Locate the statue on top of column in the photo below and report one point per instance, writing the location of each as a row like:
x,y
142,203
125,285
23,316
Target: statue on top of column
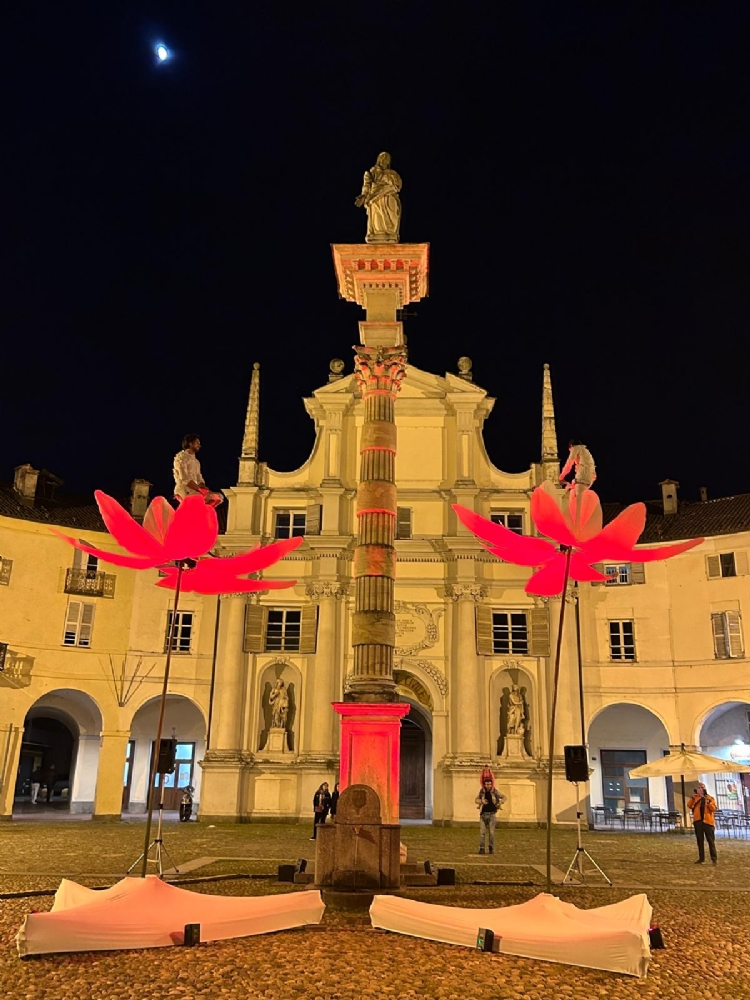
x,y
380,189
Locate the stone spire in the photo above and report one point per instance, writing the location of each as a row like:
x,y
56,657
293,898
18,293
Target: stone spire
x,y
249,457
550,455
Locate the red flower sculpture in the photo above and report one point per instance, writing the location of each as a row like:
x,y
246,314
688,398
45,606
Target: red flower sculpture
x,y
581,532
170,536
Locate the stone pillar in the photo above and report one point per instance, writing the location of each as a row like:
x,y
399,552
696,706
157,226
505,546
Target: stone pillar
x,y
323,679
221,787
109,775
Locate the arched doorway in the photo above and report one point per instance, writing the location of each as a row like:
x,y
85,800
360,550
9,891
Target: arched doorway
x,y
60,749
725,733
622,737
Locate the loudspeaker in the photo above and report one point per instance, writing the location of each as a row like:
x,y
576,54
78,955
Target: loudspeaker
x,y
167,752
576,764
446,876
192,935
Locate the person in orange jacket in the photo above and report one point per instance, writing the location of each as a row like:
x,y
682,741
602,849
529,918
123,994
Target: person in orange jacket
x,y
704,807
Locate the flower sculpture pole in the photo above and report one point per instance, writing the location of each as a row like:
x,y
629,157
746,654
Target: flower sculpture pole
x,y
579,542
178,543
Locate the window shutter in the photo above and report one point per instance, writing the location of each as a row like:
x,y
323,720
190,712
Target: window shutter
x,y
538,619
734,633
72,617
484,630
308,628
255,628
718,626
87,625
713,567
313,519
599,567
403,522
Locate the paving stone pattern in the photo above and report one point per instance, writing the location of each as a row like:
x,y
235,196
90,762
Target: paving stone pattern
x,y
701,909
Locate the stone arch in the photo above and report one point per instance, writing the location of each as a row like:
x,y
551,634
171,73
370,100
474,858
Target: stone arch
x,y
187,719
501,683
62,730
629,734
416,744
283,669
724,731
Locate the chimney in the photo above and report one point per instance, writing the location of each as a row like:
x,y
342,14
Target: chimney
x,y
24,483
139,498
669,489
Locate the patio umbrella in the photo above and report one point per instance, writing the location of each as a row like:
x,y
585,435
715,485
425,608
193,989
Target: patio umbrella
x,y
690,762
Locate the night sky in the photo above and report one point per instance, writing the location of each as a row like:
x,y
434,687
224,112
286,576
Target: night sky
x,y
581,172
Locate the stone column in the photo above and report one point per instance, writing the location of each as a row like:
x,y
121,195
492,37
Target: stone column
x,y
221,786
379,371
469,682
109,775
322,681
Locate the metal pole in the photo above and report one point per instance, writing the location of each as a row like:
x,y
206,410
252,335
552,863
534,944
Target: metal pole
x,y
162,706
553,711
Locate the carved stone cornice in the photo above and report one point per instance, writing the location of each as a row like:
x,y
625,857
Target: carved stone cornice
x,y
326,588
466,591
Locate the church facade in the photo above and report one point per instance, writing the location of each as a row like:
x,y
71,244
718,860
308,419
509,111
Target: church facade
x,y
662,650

--------------------------------

▸ **To do**
Repeat all of the entries above word for word, leaving out the picture.

▸ **Task output**
Locate the statue on top of column in the photo below and report one point per instance, writing the location of each as a row like:
x,y
142,203
125,285
23,316
Target: statue on top of column
x,y
380,189
Locate the stone spire in the photo above and report one point per instance, writing the location of each as a row like:
x,y
56,657
293,898
18,293
Target: stone spire
x,y
249,457
550,455
Locate the red flower sculpture in the photo above and report one point per instance, writing the location of each as a row like:
x,y
246,314
688,398
45,606
Target: red flower sculpture
x,y
581,532
170,536
Locate the stone pillar in the photo above and report one point per instance, writing the location of each as a row like:
x,y
399,552
696,706
157,226
505,546
Target: stone pillar
x,y
323,679
221,787
109,775
Locate the arched doorway in the photo above and report one point per instance, writing the location of each as a row like:
x,y
85,800
360,550
9,891
Target: arched doorway
x,y
60,749
725,733
622,737
Locate the loudspeaker in the photo above and report one point per instance, writing the location of each as a row like:
x,y
576,54
78,955
Target: loudspeaker
x,y
167,752
576,764
446,876
192,935
Locate the person in orange jacket in the photo above and report one point per instance, writing the location of each as a row like:
x,y
682,741
602,849
529,918
123,994
Target: person in orange jacket
x,y
704,807
Locate the flower sculpture pole in the photo above and report one point per instance, writing the location of each as a row like:
x,y
629,157
746,654
Target: flower sculpture pole
x,y
579,542
178,543
Locate the window shutter in the photo above and report one point per instance, writing the location of each as a row like:
x,y
323,720
190,712
Target: window shutter
x,y
538,619
734,633
72,617
484,630
308,628
255,628
718,626
87,625
713,567
313,519
599,567
403,522
Locate the paving stone pattern in the photo above and report one point per instance, writing the location of each as a row like:
x,y
235,196
90,762
Target: paving stone pattern
x,y
701,909
Locate the stone arch in the photo above and report one point per instance, writing the location of each as a row like:
x,y
551,634
171,73
370,100
474,858
Target: stone arch
x,y
187,719
501,683
62,730
629,734
416,744
283,669
724,731
Locate the chimney in the photo above and report one point per instance, writing the location of each as a row like:
x,y
342,14
Target: chimney
x,y
24,483
139,498
669,489
Locate the patio umbrella in the photo above and report one point per instance, writing the location of each as a row like:
x,y
585,435
715,485
425,608
193,989
Target: patio umbrella
x,y
690,762
Locate the night sky in the photo above and report one point per instance, writing the location of each as a row like:
x,y
434,687
224,112
286,576
Target: night sky
x,y
581,172
Locate the stone column in the photo above and report one point per instance, writing the location of each as a row like:
x,y
121,195
492,37
Target: stone column
x,y
221,786
379,371
469,682
109,775
322,681
Locate the metal pole in the photo above and report one point per instance, writing the location of each as a row like:
x,y
206,410
252,335
552,863
534,944
Target: metal pole
x,y
162,706
553,711
Locate the carved stone cornice in the photo above and report one point per instance, writing the location of each as a row like:
x,y
625,857
Target: carved stone cornice
x,y
326,588
466,591
Locate the church facade in the photo above and report one point per instance, writing the location of each as a row like:
x,y
71,244
718,860
308,419
509,111
Target: church facade
x,y
662,650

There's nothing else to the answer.